Begin DATASET ROWS

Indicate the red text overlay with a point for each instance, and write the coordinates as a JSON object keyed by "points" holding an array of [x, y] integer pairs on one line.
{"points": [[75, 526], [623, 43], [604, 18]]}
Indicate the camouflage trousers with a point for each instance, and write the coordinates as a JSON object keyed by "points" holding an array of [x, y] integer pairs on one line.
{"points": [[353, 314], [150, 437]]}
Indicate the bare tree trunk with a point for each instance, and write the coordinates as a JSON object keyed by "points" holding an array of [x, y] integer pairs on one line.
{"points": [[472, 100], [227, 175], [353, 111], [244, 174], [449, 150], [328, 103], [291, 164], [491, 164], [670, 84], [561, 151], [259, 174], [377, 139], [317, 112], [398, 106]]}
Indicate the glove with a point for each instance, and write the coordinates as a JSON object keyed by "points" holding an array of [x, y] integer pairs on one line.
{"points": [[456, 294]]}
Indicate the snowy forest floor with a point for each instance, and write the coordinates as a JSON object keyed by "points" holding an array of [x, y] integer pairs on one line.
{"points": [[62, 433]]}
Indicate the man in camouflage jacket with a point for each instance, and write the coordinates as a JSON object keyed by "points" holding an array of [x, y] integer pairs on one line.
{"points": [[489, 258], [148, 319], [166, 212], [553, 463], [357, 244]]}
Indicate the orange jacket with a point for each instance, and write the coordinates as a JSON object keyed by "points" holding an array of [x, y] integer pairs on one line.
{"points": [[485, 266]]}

End DATASET ROWS

WORK TO BE COMPLETED:
Turn every line of the items above into a numbered list, leaving out any blank lines.

RESULT BELOW:
1. Indicate the red text overlay with a point for each instance, and write the coordinates as a JSON object keyed by "points" holding an array of [x, y] integer pairs on one line.
2. {"points": [[75, 526], [623, 43], [604, 18]]}
3. Indicate the camouflage trousers with a point for each instance, and write the coordinates as a JSON object keyed by "points" holding an array of [x, y] integer pairs on one line.
4. {"points": [[353, 314], [150, 437]]}
5. Indicate the bare tree trunk with a point for each instance, and write the coordinates as a JSON object keyed by "points" holding an array of [x, y] integer pairs on one line.
6. {"points": [[472, 100], [227, 175], [353, 111], [244, 174], [449, 150], [328, 103], [291, 164], [491, 164], [670, 84], [561, 151], [259, 174], [377, 139], [317, 112], [398, 106]]}
7. Indicate the glove with a point for each instance, and write the coordinates as a JSON object keyed by "points" holding an array of [x, y] integer pairs on one line.
8. {"points": [[456, 294]]}
9. Indicate the snowy forest floor with a point for each instance, and write the coordinates as a JSON object keyed by "points" holding an array of [x, y] integer pairs on one line.
10. {"points": [[62, 433]]}
11. Indicate the man in camouflage jacket with a point for each instance, and write the coordinates as a JSON object keyed by "points" holding an array of [x, y] integer pairs on one line.
12. {"points": [[489, 258], [148, 319], [166, 212], [553, 463], [357, 244]]}
13. Indicate the orange jacket with a point for each instance, and write the coordinates as a JSON object keyed by "points" holding an array of [x, y] integer pairs on one line.
14. {"points": [[485, 266]]}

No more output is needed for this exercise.